◆ **The request**: Copy the records below verbatim, from the line with "Where is the christmas" up to and including the line with "[143,0,162,44]".
#####
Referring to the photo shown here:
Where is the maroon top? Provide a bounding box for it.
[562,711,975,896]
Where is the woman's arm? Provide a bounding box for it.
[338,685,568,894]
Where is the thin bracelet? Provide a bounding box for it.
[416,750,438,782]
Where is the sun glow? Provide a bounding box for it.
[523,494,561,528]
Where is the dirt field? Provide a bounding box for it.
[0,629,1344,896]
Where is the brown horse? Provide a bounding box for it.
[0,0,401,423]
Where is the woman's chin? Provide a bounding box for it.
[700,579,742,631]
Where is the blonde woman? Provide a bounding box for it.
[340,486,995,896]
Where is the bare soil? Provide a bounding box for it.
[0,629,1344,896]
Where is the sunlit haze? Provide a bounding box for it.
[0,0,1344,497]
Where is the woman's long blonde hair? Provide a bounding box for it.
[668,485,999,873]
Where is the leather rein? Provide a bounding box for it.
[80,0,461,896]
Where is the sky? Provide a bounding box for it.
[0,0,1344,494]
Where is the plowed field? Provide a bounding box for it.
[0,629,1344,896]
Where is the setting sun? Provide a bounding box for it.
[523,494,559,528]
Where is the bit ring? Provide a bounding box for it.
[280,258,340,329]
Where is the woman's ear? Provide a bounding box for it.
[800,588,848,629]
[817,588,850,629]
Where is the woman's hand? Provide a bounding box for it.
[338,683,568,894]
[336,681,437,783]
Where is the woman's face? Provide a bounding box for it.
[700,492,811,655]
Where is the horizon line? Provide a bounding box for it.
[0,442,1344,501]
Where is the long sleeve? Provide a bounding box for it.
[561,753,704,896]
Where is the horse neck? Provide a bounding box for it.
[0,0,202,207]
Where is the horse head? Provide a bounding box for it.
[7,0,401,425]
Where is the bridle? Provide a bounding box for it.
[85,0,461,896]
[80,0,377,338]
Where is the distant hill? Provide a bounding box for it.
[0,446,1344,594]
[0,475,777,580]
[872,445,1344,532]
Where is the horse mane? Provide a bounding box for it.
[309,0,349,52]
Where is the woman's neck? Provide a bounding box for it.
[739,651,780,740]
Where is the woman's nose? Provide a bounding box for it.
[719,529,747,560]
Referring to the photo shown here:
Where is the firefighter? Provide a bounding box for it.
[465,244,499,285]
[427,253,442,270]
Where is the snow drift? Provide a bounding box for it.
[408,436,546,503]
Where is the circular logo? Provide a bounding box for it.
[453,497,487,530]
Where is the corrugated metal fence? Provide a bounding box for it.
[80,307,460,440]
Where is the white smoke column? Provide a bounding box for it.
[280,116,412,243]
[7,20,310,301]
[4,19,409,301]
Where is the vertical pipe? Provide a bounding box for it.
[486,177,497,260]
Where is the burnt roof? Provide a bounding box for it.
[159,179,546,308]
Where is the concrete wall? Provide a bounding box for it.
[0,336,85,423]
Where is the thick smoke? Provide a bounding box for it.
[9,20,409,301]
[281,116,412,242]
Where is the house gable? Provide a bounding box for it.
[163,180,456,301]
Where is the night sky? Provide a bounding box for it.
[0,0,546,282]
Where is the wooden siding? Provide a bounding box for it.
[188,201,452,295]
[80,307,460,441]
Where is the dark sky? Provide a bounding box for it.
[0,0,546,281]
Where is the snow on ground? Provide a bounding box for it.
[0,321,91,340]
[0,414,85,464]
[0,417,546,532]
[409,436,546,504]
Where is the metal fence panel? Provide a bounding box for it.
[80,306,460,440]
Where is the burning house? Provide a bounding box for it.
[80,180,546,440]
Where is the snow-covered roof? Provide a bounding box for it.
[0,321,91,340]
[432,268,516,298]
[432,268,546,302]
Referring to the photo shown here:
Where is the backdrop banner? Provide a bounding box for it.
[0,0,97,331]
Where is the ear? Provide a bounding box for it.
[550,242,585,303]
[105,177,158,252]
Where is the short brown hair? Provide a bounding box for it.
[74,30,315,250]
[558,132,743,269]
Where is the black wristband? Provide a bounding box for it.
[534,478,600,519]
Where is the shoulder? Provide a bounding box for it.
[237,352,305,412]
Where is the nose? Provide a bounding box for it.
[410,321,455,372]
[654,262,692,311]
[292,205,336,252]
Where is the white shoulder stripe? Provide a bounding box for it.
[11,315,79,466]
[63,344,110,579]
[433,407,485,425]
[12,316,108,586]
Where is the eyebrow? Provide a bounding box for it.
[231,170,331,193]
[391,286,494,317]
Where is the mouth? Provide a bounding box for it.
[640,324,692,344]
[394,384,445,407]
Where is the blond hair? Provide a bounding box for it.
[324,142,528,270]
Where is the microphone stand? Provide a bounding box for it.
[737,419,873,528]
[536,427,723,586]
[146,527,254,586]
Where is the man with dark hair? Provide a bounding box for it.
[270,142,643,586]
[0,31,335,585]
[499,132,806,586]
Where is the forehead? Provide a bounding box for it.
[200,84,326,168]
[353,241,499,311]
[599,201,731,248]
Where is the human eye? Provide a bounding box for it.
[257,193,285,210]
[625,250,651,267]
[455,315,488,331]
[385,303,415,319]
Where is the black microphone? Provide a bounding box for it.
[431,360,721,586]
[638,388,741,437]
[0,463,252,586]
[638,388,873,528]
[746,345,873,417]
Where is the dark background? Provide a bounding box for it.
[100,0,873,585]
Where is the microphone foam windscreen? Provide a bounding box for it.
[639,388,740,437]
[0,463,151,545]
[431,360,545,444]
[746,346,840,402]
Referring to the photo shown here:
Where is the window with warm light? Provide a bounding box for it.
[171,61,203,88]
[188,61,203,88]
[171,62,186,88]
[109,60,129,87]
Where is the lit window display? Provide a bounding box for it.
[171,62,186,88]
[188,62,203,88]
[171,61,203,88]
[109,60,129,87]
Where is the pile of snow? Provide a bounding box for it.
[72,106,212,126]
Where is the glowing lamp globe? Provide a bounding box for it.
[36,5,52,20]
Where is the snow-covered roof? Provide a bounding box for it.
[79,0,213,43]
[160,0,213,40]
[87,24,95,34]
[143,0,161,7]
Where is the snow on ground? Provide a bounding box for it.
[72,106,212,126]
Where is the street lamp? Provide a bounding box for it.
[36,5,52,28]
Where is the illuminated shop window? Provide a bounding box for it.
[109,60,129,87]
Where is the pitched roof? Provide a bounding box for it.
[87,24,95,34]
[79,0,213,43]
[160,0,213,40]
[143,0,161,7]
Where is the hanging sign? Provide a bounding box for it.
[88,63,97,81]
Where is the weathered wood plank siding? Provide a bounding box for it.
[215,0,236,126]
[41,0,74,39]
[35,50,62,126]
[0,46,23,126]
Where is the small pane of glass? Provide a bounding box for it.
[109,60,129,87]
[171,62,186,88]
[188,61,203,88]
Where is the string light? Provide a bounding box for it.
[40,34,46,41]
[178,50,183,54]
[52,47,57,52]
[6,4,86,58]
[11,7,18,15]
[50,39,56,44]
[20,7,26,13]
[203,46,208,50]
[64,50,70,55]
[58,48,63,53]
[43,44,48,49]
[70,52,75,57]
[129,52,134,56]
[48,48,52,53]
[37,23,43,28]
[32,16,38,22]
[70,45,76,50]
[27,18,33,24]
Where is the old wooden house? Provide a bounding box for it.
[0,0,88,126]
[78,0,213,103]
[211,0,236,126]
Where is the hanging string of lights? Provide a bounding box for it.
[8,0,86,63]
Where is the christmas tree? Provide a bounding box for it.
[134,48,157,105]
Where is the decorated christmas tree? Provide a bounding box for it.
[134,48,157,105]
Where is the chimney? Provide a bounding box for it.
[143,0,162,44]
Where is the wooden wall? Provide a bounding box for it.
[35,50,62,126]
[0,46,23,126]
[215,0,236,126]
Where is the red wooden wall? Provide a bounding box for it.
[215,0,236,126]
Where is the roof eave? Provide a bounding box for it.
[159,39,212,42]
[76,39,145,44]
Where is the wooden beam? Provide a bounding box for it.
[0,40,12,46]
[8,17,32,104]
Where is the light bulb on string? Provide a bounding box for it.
#####
◆ **Task output**:
Where is the christmas tree? Provide a bounding box for it.
[134,48,157,105]
Where is the decorated christmas tree? Provide a bounding box for it.
[134,48,157,105]
Where is the chimney? Provide a bounding box for it.
[143,0,162,44]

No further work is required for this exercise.